— BEGIN Given entries —

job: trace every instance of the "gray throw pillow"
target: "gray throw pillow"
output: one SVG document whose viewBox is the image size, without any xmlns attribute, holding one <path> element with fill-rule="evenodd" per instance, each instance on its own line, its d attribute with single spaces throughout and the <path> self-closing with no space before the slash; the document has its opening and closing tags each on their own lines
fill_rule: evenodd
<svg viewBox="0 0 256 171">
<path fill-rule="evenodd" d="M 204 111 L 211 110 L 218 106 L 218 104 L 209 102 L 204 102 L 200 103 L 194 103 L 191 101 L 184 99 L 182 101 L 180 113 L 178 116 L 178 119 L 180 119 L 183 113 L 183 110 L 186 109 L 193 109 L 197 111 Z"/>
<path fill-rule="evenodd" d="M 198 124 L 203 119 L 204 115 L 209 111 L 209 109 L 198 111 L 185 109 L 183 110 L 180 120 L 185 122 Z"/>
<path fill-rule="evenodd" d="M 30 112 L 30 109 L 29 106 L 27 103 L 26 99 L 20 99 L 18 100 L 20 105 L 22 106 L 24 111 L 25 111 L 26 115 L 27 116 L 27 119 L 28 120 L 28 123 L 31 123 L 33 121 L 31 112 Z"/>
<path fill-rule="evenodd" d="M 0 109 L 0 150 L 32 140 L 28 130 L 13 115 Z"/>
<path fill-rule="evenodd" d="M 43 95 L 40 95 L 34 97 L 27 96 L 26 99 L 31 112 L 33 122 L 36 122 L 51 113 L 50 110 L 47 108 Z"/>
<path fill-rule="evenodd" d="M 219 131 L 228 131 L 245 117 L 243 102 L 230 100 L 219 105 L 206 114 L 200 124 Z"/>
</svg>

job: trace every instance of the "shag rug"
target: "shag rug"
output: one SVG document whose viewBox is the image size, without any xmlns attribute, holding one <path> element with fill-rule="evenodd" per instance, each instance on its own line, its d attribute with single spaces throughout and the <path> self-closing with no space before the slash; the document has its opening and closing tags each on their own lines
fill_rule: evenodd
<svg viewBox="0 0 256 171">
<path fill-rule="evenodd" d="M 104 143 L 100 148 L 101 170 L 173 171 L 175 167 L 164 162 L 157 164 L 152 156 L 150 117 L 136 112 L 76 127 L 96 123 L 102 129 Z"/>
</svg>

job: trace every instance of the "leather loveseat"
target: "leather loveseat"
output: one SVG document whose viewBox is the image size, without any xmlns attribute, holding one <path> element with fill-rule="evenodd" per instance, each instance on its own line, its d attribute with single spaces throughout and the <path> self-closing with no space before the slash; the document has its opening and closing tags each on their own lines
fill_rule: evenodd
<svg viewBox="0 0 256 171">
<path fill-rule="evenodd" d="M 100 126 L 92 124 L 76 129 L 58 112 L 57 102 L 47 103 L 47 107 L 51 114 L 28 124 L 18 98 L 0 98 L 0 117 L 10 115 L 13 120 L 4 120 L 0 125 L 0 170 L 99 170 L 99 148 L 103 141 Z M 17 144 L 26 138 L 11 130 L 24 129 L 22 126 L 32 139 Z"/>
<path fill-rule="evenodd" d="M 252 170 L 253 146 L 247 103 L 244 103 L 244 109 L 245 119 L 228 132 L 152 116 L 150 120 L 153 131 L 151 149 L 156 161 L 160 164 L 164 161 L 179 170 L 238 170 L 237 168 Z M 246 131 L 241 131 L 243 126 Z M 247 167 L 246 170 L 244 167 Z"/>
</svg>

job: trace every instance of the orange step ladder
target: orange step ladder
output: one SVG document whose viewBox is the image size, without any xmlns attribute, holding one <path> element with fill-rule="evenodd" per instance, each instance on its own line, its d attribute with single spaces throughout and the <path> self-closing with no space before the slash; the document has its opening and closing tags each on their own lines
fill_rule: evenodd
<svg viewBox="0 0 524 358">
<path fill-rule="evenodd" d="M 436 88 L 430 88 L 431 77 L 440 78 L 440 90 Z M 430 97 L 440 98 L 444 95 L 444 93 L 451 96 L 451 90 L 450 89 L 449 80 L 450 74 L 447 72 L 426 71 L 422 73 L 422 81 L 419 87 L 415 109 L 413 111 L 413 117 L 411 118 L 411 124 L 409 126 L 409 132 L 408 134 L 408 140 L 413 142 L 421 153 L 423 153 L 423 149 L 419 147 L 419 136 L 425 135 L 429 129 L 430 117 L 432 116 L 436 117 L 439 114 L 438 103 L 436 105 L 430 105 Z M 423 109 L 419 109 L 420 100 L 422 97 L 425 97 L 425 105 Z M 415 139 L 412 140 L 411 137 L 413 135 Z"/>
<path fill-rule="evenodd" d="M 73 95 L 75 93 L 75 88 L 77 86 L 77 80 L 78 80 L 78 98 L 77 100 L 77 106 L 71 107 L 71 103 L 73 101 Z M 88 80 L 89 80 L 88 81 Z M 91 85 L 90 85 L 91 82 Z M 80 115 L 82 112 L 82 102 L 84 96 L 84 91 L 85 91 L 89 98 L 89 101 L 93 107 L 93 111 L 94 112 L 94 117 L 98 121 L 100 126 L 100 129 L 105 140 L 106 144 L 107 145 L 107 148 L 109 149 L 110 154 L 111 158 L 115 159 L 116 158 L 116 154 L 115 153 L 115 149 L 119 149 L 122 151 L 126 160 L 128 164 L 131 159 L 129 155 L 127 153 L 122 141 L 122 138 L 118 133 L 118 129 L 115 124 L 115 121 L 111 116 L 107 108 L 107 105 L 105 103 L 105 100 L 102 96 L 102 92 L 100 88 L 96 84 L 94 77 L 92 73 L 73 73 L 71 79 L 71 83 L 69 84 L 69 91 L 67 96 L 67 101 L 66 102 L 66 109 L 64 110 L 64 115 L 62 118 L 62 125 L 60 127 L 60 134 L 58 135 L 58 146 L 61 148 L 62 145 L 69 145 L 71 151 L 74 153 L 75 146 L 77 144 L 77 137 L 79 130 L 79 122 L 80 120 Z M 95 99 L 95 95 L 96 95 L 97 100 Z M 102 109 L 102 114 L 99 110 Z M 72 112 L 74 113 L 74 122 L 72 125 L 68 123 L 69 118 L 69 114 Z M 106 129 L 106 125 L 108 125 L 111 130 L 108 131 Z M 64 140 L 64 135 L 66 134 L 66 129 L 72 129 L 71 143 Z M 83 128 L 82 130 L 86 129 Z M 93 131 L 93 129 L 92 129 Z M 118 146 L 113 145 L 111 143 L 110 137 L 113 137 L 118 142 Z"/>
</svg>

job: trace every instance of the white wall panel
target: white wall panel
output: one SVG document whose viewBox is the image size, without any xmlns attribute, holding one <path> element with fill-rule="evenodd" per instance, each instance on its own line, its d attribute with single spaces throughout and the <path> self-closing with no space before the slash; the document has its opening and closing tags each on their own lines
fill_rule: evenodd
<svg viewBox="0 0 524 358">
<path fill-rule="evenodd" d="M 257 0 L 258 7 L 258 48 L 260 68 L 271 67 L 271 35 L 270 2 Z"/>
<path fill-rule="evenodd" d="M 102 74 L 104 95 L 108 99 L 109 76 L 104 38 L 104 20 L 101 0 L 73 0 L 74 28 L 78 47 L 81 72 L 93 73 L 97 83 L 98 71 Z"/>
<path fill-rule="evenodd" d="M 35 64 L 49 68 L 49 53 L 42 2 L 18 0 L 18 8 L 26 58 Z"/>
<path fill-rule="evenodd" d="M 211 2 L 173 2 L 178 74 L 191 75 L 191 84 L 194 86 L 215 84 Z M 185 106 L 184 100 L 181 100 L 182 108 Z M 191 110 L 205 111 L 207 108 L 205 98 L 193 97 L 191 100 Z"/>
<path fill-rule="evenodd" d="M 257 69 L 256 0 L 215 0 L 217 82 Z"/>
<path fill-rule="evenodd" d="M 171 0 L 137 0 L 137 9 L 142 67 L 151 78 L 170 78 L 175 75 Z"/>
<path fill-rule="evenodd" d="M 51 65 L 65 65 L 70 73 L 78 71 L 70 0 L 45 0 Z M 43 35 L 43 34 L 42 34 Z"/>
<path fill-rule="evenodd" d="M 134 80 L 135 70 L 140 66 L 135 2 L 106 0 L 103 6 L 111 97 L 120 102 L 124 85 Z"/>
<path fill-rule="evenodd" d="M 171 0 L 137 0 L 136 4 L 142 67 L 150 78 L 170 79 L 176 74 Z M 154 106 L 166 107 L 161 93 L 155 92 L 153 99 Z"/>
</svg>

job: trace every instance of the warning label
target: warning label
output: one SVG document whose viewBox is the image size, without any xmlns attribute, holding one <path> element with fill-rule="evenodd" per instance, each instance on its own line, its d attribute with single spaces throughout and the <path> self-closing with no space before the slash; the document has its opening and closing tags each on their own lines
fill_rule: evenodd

— END Given entries —
— BEGIN Given entries —

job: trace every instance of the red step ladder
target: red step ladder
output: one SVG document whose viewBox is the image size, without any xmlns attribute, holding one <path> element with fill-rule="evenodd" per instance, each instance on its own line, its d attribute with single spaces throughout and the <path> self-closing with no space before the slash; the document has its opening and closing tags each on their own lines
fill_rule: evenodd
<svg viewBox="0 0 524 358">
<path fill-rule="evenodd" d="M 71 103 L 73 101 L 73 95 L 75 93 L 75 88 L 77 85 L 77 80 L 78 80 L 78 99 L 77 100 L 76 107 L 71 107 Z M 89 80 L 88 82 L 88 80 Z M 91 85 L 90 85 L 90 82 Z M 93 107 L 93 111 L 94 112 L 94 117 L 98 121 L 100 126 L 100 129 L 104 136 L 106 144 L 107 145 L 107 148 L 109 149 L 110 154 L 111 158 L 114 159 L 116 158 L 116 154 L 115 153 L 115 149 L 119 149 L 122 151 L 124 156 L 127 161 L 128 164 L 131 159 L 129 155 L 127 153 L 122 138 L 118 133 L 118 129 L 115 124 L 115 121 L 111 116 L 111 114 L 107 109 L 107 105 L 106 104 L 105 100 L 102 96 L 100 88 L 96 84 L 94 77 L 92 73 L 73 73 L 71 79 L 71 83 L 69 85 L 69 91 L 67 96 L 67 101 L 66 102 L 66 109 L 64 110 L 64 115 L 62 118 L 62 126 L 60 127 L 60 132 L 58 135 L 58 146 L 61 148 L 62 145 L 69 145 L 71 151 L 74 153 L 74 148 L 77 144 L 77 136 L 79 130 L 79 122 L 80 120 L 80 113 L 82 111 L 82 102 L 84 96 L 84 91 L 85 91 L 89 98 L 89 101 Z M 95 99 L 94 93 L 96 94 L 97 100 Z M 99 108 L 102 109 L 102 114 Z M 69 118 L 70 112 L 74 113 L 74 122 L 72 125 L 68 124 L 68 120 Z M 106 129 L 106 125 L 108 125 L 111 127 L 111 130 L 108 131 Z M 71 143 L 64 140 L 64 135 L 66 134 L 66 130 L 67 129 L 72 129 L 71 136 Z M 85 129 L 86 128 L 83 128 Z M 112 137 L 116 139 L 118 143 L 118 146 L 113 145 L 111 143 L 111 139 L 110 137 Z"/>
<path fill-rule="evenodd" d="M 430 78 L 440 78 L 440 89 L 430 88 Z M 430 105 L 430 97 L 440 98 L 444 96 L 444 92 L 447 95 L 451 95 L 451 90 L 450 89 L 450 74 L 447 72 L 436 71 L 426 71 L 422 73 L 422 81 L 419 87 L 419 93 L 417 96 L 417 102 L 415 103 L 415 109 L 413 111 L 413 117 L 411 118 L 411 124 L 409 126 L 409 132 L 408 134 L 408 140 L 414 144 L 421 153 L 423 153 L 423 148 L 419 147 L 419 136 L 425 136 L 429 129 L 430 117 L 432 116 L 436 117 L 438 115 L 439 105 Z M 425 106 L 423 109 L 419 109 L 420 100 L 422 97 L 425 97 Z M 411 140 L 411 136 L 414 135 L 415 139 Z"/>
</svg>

— END Given entries —

Starting at the line that contains "job: trace every instance of the orange" and stopping after the line that contains "target: orange step ladder", write out those lines again with "orange step ladder" replaced by "yellow step ladder" and nothing else altered.

job: trace every instance of the yellow step ladder
target: yellow step ladder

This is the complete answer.